** Short problem 1 **
Collect every line of the listing that contains the word "walking".

** Selection **
***
We described why the set of all realvalued functions defined

We described why the set of all real-valued functions defined on the interval [a, b] is a vector space. The set of all continuous functions on [a, b], which we sometimes write as C[a, b] is a subspace. (a) What facts about continuous functions from calculus prove that C[a, b] is in fact a subspace? (b) Show that {f elementof C[a, b]: f(a) = f(b)} is a subspace of C[a, b].

Solution

Let V be the vector space of all real valued functions on [a,b] and

W be the set of all continuous functions on [a,b].

Clearly W is a subset of V.

(a) W is a subspace of V.

Proof: Let f and g be in V.

we know that the sum of two continuous functions is continuous.

So (f+g) , defined by (f+g)(x) =f(x) +g(x) is continuous on [a,b], as f and g are so.

Thus W is closed under (vector) addition.

Next, let f be in W, and c be a scalar-any real number.

f being continuous on [a,b], the function (cf) defined by (cf)(x)=cf(x) (this is the product two continuous functions, one of them constant and the other the function g) is continuous.

Thus W is closed under scalar multiplication.

These two facts prove that W is a subspace of V. (Note: The function 0 belongs to W--being a constant function, it is continuous)

(b) Now let U ={f: f continuous on [a,b] and f(a) =f(b)}.

To show that U is a subspace of W.=C[a,b].

1) U is additively closed.

If f and g belong to U, then f+g is clearly continuous on [a,b].

also (f+g)(a) =f(a)+g(a)

                    =f(b)+g(b) (as f and g belong to U)

                    = (f+g)(b).implies the sum f+g belongs to U

So U is additively closed.

(Note :the 0 function clearly belongs to U, as 0(a)=0(b) =0)

Let f be in U and c be any scalar.

(cf)(a) = c f(a)=cf(b) = (cf)(b) implies that U is closed under scalar multiplication.

Hence U is a subspace of W.
***
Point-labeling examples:
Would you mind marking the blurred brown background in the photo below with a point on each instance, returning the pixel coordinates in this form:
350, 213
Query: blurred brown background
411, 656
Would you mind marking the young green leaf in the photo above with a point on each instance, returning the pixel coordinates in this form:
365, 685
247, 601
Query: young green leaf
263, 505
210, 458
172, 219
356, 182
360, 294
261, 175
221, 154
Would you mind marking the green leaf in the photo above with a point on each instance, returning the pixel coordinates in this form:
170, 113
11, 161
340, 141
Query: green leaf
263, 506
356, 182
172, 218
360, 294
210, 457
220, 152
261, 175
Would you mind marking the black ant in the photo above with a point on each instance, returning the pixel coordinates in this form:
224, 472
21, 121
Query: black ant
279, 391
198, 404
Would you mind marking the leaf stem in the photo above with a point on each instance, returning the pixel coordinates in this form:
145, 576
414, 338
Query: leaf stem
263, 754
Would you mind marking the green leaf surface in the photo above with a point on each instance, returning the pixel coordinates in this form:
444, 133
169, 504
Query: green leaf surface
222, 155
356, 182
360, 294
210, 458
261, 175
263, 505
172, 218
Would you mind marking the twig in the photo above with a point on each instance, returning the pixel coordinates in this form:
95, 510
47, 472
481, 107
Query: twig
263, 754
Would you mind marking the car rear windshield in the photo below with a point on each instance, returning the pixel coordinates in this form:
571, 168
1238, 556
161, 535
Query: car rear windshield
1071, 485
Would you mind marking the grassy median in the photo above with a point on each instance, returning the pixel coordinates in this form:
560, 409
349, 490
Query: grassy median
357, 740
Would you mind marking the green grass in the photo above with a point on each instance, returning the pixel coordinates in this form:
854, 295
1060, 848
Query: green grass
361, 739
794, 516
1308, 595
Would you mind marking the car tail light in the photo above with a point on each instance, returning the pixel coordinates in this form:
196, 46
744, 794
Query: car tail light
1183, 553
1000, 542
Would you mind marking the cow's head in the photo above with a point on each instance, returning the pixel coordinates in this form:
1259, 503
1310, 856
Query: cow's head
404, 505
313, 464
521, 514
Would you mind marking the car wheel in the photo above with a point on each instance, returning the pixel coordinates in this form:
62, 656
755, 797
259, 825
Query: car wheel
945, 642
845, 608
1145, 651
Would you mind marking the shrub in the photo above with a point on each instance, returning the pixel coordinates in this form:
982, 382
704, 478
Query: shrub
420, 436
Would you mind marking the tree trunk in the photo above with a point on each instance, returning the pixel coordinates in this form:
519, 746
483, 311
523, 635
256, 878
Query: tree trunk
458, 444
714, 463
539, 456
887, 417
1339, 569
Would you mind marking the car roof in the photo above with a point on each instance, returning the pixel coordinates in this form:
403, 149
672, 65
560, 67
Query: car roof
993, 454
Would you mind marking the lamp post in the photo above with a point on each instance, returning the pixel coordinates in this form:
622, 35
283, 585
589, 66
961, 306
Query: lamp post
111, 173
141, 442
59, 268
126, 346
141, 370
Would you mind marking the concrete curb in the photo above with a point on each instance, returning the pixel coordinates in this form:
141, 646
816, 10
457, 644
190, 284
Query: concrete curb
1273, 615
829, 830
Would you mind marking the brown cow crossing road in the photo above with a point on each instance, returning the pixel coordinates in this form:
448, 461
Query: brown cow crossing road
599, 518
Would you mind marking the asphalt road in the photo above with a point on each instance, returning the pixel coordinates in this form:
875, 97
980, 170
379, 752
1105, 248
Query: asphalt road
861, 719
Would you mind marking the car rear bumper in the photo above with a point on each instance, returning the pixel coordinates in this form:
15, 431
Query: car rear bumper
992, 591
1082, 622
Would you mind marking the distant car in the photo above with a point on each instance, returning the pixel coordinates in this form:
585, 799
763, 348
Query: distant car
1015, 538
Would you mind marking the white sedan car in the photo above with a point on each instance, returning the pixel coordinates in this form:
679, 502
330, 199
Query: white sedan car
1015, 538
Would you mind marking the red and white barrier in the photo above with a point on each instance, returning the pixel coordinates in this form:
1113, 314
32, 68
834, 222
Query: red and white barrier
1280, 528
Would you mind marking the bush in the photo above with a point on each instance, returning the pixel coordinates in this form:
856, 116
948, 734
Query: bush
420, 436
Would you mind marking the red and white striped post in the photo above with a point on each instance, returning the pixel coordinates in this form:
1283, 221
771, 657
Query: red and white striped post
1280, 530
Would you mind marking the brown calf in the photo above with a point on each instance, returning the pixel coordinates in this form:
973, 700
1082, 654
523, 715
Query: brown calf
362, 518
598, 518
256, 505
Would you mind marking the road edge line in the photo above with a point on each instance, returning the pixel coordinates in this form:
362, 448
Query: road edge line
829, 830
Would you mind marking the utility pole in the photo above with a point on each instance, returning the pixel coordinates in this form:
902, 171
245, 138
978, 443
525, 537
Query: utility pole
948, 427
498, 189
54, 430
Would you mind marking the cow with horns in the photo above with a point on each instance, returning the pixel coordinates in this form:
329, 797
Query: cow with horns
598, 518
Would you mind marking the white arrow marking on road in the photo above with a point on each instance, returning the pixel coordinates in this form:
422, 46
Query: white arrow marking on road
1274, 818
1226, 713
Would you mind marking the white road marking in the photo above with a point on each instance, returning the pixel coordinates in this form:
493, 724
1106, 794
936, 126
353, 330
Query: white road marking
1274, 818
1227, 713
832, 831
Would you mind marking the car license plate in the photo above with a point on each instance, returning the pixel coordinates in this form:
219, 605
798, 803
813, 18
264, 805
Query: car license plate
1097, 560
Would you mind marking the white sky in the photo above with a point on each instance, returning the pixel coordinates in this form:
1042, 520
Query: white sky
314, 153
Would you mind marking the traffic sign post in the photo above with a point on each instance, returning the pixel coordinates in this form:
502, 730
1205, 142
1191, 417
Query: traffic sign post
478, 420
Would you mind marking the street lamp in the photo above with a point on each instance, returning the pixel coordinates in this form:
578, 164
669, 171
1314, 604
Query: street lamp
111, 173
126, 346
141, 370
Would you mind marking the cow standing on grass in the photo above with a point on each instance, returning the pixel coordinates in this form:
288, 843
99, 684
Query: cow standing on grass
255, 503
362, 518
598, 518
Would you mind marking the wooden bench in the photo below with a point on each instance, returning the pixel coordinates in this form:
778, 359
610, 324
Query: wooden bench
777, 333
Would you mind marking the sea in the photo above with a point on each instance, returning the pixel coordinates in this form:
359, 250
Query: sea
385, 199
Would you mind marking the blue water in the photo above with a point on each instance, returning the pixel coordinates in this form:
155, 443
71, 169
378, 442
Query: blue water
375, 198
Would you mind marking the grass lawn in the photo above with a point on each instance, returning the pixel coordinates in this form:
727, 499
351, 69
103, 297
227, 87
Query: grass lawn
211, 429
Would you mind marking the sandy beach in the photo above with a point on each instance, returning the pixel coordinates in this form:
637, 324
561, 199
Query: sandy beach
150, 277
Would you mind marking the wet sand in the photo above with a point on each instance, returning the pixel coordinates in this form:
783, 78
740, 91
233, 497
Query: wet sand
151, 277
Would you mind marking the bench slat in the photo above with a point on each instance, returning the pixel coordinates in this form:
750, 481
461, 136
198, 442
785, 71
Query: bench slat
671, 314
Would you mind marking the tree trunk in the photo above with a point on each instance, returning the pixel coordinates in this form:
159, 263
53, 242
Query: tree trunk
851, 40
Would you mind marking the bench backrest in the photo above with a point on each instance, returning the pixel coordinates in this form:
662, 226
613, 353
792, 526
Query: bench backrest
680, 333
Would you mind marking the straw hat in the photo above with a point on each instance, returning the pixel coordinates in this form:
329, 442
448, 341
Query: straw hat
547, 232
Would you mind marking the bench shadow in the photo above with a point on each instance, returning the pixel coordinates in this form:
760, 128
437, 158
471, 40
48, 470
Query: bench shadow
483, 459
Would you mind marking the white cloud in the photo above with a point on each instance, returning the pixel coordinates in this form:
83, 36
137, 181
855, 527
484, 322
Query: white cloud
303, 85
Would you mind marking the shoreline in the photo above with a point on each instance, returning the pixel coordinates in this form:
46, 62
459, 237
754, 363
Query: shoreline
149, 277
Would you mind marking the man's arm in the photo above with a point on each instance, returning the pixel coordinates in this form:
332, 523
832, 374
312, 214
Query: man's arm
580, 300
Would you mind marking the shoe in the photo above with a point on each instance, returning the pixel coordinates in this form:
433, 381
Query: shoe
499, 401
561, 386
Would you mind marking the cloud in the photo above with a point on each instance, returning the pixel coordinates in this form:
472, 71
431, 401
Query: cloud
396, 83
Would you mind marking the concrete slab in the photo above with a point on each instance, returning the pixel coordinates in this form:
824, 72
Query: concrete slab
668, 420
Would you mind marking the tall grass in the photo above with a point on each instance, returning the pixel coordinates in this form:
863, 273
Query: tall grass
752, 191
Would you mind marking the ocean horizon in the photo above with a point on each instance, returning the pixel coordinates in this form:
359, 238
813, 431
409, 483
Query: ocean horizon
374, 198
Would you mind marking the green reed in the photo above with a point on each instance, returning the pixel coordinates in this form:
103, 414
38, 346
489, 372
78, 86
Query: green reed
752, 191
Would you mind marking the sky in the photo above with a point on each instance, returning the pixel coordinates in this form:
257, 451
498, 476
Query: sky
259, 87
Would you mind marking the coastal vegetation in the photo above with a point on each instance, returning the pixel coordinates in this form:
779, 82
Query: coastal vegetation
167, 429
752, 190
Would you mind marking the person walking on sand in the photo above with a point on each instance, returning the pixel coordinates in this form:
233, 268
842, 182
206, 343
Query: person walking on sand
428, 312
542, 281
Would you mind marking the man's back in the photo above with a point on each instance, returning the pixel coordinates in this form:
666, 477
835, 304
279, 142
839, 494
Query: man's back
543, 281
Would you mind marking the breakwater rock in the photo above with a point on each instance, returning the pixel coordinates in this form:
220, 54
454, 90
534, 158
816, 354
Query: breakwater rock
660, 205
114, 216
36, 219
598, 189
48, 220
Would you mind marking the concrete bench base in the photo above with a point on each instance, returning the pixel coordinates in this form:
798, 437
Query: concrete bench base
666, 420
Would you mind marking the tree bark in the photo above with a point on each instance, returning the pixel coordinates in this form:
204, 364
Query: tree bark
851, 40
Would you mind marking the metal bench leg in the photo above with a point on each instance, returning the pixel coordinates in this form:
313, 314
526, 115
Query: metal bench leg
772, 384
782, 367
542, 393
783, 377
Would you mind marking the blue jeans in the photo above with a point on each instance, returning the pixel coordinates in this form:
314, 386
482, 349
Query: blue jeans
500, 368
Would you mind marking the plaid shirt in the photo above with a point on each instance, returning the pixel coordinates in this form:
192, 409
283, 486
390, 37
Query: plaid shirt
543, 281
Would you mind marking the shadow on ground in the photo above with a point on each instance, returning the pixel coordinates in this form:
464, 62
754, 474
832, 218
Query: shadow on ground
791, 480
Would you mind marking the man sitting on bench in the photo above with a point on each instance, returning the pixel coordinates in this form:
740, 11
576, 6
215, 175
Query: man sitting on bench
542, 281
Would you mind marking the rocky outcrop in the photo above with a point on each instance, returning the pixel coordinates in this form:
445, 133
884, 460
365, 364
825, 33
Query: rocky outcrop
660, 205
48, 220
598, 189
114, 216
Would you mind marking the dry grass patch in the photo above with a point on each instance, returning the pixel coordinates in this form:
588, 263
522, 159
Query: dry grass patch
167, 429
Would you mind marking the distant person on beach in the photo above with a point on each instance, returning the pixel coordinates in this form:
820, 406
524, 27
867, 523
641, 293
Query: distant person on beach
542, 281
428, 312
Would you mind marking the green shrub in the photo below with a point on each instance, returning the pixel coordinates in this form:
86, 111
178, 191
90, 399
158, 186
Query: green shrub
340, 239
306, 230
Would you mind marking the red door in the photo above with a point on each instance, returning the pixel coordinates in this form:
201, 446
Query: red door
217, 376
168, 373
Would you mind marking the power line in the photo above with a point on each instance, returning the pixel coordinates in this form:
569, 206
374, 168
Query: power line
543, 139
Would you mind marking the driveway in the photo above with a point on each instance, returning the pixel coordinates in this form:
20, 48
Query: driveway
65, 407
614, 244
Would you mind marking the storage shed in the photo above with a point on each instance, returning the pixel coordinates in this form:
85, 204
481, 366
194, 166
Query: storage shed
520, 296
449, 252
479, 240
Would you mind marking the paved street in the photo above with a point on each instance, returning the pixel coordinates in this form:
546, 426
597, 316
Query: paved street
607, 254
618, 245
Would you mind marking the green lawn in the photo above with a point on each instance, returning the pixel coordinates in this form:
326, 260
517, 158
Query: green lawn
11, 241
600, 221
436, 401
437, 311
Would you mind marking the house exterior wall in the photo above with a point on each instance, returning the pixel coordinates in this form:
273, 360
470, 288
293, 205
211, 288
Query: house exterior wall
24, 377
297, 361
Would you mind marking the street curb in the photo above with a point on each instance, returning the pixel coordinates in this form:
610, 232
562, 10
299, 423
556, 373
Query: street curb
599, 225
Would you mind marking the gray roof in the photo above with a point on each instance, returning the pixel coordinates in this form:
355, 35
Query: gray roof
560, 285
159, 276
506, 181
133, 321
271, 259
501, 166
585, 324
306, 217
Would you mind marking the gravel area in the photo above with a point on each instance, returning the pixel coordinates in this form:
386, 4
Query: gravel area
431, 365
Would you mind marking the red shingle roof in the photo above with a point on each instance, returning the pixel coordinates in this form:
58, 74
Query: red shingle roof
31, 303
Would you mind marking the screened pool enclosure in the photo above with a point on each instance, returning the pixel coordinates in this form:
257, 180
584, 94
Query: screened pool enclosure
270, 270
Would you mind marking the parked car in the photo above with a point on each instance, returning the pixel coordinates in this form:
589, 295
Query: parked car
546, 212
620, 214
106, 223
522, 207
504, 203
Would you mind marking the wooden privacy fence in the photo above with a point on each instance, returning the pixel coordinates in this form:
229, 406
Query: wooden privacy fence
***
** Short problem 2 **
In the solution on subspaces of continuous functions, why does the zero function belong to W?

** Task answer 1 **
Would you mind marking the person walking on sand in the photo above with a point on each instance, returning the pixel coordinates in this form:
Query: person walking on sand

** Task answer 2 **
It is a constant function, so it is continuous.